**PROBLEM DESCRIPTION:** How many lines in the records below contain the word "hand"? Give only the number.

Excerpts of location labeling data:
— begin —
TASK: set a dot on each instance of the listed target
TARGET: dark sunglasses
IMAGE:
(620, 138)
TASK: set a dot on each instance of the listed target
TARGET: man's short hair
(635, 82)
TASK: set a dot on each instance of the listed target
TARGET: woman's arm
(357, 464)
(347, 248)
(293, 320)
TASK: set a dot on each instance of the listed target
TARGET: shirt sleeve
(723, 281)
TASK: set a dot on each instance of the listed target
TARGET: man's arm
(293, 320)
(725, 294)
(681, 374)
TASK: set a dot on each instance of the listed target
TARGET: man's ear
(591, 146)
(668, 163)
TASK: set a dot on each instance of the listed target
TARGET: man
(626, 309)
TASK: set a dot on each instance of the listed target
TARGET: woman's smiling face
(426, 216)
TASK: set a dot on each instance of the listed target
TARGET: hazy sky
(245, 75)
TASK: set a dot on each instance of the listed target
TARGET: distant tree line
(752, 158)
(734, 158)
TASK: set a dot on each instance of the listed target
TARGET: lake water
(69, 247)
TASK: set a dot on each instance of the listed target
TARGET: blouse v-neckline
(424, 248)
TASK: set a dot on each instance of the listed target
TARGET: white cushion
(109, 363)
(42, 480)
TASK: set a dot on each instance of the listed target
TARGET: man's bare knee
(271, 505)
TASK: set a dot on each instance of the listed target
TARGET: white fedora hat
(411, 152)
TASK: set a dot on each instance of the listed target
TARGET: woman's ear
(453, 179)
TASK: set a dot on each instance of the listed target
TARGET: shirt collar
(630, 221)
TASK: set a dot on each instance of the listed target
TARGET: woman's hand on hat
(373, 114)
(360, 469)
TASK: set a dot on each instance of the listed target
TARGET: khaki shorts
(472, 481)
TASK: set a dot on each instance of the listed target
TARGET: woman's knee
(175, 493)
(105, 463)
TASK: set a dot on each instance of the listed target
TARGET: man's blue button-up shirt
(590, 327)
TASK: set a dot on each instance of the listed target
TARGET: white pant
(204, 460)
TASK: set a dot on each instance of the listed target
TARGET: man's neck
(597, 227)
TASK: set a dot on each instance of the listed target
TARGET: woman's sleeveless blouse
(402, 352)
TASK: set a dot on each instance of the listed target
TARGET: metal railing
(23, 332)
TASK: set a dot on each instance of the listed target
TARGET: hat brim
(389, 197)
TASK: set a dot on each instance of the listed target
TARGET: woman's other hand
— end —
**TASK RESPONSE:** 2